--- start ---

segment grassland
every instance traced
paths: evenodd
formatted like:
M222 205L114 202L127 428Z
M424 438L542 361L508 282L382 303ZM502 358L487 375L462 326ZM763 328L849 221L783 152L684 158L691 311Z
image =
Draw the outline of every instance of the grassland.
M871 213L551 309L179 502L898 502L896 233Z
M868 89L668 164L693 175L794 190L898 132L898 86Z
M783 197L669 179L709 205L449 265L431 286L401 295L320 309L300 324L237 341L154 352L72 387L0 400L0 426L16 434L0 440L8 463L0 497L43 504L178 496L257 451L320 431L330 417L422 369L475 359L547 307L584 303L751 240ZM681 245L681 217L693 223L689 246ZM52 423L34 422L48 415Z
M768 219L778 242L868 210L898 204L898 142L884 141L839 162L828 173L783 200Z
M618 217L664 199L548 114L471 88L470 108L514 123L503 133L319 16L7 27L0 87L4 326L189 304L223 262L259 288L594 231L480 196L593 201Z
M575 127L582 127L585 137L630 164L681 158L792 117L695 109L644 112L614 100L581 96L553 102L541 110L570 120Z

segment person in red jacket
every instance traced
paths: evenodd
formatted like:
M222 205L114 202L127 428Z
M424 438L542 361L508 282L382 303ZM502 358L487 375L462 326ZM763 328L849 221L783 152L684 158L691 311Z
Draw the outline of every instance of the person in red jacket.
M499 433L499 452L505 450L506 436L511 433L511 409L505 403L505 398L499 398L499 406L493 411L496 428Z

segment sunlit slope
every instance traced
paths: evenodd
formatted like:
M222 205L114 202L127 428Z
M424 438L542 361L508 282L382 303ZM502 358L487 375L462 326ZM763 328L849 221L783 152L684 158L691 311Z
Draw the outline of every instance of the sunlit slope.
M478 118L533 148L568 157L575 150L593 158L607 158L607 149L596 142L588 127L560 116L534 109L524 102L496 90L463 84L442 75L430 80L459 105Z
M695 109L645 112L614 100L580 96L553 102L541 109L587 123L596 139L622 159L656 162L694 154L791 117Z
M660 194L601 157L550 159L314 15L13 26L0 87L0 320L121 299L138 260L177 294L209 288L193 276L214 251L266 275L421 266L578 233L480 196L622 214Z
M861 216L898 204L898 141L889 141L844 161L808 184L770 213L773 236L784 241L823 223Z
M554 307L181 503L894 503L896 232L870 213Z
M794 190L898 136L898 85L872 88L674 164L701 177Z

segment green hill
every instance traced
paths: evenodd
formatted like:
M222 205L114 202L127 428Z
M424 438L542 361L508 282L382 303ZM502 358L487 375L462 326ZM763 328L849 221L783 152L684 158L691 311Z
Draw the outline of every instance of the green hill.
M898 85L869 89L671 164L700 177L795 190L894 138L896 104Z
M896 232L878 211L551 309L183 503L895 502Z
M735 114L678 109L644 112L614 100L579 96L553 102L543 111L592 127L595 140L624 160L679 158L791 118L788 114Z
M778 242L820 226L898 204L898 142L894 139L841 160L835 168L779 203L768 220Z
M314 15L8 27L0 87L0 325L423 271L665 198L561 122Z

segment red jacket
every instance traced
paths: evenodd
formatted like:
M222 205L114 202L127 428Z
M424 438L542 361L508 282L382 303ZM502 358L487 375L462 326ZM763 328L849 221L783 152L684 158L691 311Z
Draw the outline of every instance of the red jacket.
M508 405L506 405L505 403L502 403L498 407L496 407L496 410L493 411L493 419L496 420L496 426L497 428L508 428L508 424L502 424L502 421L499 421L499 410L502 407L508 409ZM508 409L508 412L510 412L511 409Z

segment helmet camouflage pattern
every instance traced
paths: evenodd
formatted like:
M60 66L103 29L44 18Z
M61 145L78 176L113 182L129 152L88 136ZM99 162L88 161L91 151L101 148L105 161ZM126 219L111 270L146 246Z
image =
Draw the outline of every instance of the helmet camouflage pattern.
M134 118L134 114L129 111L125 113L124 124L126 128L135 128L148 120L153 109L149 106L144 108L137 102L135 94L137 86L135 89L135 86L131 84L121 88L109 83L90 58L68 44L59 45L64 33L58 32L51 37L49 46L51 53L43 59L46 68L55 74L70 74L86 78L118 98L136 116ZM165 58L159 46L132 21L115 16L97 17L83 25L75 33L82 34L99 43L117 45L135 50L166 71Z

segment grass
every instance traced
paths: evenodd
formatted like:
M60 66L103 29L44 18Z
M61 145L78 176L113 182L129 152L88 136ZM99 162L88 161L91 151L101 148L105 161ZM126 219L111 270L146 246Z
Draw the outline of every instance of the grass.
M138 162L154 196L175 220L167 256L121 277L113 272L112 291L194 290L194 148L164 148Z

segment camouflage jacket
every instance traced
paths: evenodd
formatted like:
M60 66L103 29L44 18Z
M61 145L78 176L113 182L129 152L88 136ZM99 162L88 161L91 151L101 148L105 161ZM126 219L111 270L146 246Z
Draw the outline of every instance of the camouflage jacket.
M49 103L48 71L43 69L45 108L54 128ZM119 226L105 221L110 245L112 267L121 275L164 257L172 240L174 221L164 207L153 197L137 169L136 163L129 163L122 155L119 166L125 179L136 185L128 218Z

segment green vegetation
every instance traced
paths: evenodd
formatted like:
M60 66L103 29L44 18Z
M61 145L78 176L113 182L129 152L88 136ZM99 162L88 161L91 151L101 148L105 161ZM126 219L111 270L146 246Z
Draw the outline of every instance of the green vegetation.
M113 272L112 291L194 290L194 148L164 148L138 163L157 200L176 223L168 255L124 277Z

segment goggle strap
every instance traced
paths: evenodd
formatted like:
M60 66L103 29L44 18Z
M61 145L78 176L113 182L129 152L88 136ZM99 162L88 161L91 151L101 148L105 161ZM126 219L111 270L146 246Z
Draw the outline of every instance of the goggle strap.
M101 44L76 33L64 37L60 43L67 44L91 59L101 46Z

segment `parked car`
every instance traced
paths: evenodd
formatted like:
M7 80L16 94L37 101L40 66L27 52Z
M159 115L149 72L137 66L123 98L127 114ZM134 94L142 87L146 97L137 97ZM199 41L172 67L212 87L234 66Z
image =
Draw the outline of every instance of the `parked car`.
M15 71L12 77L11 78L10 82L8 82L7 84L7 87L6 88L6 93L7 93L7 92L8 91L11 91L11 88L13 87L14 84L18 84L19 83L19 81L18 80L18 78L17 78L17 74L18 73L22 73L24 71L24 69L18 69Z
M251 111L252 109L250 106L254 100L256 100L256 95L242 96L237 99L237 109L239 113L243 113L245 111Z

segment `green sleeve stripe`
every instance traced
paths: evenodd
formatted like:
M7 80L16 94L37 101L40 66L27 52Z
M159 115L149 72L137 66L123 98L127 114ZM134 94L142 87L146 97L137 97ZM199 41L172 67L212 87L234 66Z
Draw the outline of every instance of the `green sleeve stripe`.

--- end ---

Short exercise >>
Reproduce the entire listing above, line for line, without altering a single character.

Finished answer >>
segment grassland
every instance traced
paths: evenodd
formatted like:
M222 205L114 202L127 428Z
M424 438L542 361L508 282L382 303ZM502 358L487 375L462 326ZM763 328L849 221L783 152L684 158L691 311Z
image =
Draw the outline of every instance of the grassland.
M871 213L551 309L179 502L898 502L896 233Z
M868 89L668 164L693 175L794 190L898 132L898 86Z
M783 197L669 179L709 205L449 265L431 286L401 295L320 309L300 324L237 341L154 352L72 387L0 400L0 426L16 434L0 440L8 463L0 497L43 504L178 496L257 451L320 431L330 417L422 369L475 359L547 307L584 303L751 240ZM681 245L681 217L693 223L689 246ZM52 423L34 422L48 415Z
M768 219L778 242L868 210L898 204L898 142L884 141L839 162L828 173L783 200Z
M618 217L664 199L548 114L471 88L470 108L514 123L503 133L319 16L7 27L0 87L4 326L189 304L223 262L259 288L594 231L480 196L593 201Z
M575 127L582 127L585 137L630 164L681 158L792 117L695 109L644 112L614 100L581 96L553 102L541 110L570 120Z

segment person in red jacket
every instance traced
paths: evenodd
formatted like:
M222 205L114 202L127 428Z
M424 438L542 361L508 282L382 303ZM502 358L487 375L462 326ZM763 328L849 221L783 152L684 158L691 311Z
Draw the outline of every instance of the person in red jacket.
M499 433L499 452L505 450L506 436L511 433L511 409L505 403L505 398L499 398L499 406L493 411L496 428Z

segment sunlit slope
every instance traced
paths: evenodd
formatted like:
M222 205L114 202L127 428Z
M424 438L542 361L508 282L382 303ZM502 358L487 375L462 326ZM763 328L849 221L783 152L684 158L691 311Z
Draw the outline of every instance of the sunlit slope.
M478 118L533 148L568 157L575 150L593 158L607 158L607 149L596 142L588 127L560 116L534 109L524 102L496 90L463 84L442 75L430 80L459 105Z
M695 109L645 112L614 100L580 96L553 102L541 109L587 123L596 139L622 159L656 162L694 154L791 117Z
M660 194L601 157L550 159L314 15L13 26L0 87L0 320L121 299L138 260L177 294L209 288L193 276L214 251L266 275L421 266L578 233L480 196L622 214Z
M861 216L898 204L898 141L889 141L844 161L808 184L770 213L773 236L784 241L823 223Z
M554 307L181 503L894 503L896 232L870 213Z
M794 190L898 136L898 85L872 88L674 164L701 177Z

segment green hill
every instance traced
paths: evenodd
formatted like:
M222 205L114 202L127 428Z
M424 438L542 361L508 282L382 303ZM502 358L487 375L462 326ZM763 328L849 221L783 152L684 158L691 311Z
Draw the outline of every instance of the green hill.
M898 85L869 89L671 164L700 177L795 190L894 138L896 104Z
M896 232L878 211L551 309L183 503L895 502Z
M735 114L678 109L644 112L614 100L579 96L553 102L543 111L592 127L595 140L624 160L679 158L791 118L788 114Z
M778 242L820 226L898 204L898 142L894 139L841 160L835 168L779 203L768 220Z
M314 15L8 27L0 87L0 325L423 271L665 198L561 122Z

segment red jacket
every instance traced
paths: evenodd
formatted like:
M222 205L114 202L127 428Z
M424 438L542 361L508 282L382 303ZM502 358L487 375L462 326ZM763 328L849 221L783 152L684 158L691 311Z
Draw the outline of every instance of the red jacket.
M508 405L506 405L505 403L502 403L498 407L496 407L496 410L493 411L493 419L496 420L496 426L497 428L508 428L508 424L502 424L502 421L499 421L499 410L502 407L508 409ZM508 409L508 412L510 412L511 409Z

segment helmet camouflage pattern
every instance traced
paths: evenodd
formatted like:
M60 66L103 29L44 18Z
M61 145L78 176L113 182L129 152L88 136ZM99 162L88 161L91 151L101 148L105 161ZM126 219L111 270L146 246Z
image =
Draw the outline of every instance of the helmet camouflage pattern.
M134 118L134 114L129 111L125 113L124 124L126 128L135 128L148 120L153 109L149 106L144 108L137 102L135 94L137 86L135 89L135 86L131 84L121 88L109 83L90 58L68 44L59 45L64 33L58 32L51 37L49 46L51 53L43 59L46 68L55 74L70 74L86 78L118 98L136 116ZM165 58L159 46L132 21L115 16L97 17L83 25L75 33L82 34L99 43L117 45L135 50L166 71Z

segment grass
every instance traced
paths: evenodd
formatted like:
M60 66L103 29L44 18Z
M61 145L78 176L113 182L129 152L88 136ZM99 162L88 161L91 151L101 148L105 161ZM126 219L111 270L146 246Z
Draw the outline of every instance of the grass.
M138 162L154 196L175 220L167 256L121 277L113 272L112 291L194 290L194 148L164 148Z

segment camouflage jacket
every instance traced
paths: evenodd
formatted like:
M60 66L103 29L44 18Z
M61 145L78 176L113 182L129 152L88 136ZM99 162L88 161L91 151L101 148L105 161ZM126 219L111 270L146 246Z
Draw the outline of every instance of the camouflage jacket.
M49 103L48 71L43 69L45 108L54 128ZM119 226L105 221L110 245L112 267L121 275L164 257L172 240L174 221L164 207L153 197L137 169L136 163L129 163L122 155L119 166L125 179L136 185L128 218Z

segment green vegetation
every instance traced
paths: evenodd
formatted like:
M60 66L103 29L44 18Z
M61 145L78 176L113 182L129 152L88 136ZM99 162L88 161L91 151L101 148L105 161ZM126 219L111 270L146 246Z
Draw the outline of every instance of the green vegetation.
M113 272L112 291L194 290L194 148L164 148L138 163L157 200L176 223L168 255L124 277Z

segment goggle strap
every instance traced
paths: evenodd
formatted like:
M60 66L103 29L44 18Z
M61 145L78 176L113 182L129 152L88 136ZM99 162L88 161L91 151L101 148L105 161ZM126 219L111 270L146 246Z
Draw the outline of every instance of the goggle strap.
M101 44L76 33L64 37L60 43L67 44L91 59L101 46Z

segment `parked car`
every instance traced
paths: evenodd
formatted like:
M7 80L16 94L37 101L40 66L27 52Z
M159 115L149 72L137 66L123 98L127 114ZM134 94L142 87L146 97L137 97ZM199 41L172 67L212 87L234 66Z
image =
Draw the outline of every instance of the `parked car`.
M15 71L12 77L11 78L10 82L8 82L7 84L7 87L6 88L6 93L7 93L7 92L8 91L11 91L11 88L13 87L14 84L18 84L19 83L19 81L18 80L18 78L17 78L17 74L18 73L22 73L24 71L24 69L18 69Z
M251 111L252 109L250 106L254 100L256 100L256 95L242 96L237 99L237 109L239 113L243 113L245 111Z

segment `green sleeve stripe`
every instance traced
paths: evenodd
formatted like:
M7 80L16 94L37 101L40 66L27 52Z
M159 115L149 72L137 66L123 98L127 114ZM134 94L142 87L146 97L137 97ZM199 41L172 67L212 87L234 66Z
Draw the outline of every instance of the `green sleeve stripe`.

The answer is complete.